● **AIM OF THE EXERCISE**
Using the records below, output the stretch that opens with the line containing "Reviewer note: every instance of the player's ponytail" and closes with the line containing "Reviewer note: every instance of the player's outstretched", exactly and including both lines, with nothing more.
━━━━━━━━━━━━━━━━━━━━━━━━━━━━━━
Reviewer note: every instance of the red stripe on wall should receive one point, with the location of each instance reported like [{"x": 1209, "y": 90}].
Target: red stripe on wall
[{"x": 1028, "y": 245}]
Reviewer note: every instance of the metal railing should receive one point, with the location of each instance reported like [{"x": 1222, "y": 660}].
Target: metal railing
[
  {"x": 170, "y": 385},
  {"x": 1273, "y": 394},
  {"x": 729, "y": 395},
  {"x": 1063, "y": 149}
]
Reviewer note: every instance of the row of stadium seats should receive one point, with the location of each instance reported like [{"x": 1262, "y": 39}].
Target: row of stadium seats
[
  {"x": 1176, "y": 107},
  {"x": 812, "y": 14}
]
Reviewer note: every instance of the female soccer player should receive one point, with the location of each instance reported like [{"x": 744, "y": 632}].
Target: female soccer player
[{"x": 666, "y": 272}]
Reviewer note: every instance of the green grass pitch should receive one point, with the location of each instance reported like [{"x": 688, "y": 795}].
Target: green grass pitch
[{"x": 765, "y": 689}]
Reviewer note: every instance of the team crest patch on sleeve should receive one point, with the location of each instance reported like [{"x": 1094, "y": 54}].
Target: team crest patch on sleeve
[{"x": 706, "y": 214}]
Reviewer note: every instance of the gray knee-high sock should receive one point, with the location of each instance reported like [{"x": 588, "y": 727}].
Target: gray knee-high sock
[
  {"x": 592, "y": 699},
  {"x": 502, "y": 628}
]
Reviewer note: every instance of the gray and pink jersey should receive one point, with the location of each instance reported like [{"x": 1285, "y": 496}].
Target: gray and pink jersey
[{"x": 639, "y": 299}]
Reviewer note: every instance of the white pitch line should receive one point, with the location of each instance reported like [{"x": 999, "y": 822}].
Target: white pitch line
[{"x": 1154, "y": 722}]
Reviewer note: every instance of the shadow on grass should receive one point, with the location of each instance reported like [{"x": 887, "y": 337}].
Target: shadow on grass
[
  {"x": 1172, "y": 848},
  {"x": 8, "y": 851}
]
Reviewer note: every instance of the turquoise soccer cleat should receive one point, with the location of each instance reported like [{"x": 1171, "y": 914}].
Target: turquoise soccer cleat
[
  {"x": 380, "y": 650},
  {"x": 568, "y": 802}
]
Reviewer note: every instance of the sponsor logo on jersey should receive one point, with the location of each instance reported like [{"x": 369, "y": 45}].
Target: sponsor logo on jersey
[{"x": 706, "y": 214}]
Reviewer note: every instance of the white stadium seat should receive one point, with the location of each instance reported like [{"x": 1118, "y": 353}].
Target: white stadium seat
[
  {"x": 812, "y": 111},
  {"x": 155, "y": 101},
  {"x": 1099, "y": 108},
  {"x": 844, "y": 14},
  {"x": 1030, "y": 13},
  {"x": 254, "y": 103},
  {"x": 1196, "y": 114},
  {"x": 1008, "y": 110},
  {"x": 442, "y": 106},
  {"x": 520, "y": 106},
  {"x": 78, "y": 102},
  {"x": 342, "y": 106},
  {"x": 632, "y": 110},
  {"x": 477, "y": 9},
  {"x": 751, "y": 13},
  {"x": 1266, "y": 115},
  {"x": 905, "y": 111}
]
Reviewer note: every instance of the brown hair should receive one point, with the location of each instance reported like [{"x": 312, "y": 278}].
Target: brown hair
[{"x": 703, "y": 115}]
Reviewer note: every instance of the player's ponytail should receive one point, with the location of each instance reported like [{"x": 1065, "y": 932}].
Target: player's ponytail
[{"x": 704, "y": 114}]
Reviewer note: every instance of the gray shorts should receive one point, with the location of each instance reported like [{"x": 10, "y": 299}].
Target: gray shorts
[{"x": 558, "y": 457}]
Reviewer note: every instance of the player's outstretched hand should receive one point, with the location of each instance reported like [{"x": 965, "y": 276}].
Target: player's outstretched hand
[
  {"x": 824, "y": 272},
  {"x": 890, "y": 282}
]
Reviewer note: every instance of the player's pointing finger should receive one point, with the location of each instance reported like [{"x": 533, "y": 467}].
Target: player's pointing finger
━━━━━━━━━━━━━━━━━━━━━━━━━━━━━━
● **ANSWER FOR THE TASK**
Reviewer note: every instance of the player's ponytail should receive one point, with the location of each instance reported like [{"x": 1065, "y": 932}].
Target: player's ponytail
[{"x": 704, "y": 114}]
Reviewer note: every instance of the gray shorts should receive one point, with the location of each instance reported like [{"x": 10, "y": 299}].
Target: gray shorts
[{"x": 558, "y": 457}]
Reviewer note: every instance of the player's outstretched hand should receive one point, with the location of each instance reported like [{"x": 965, "y": 276}].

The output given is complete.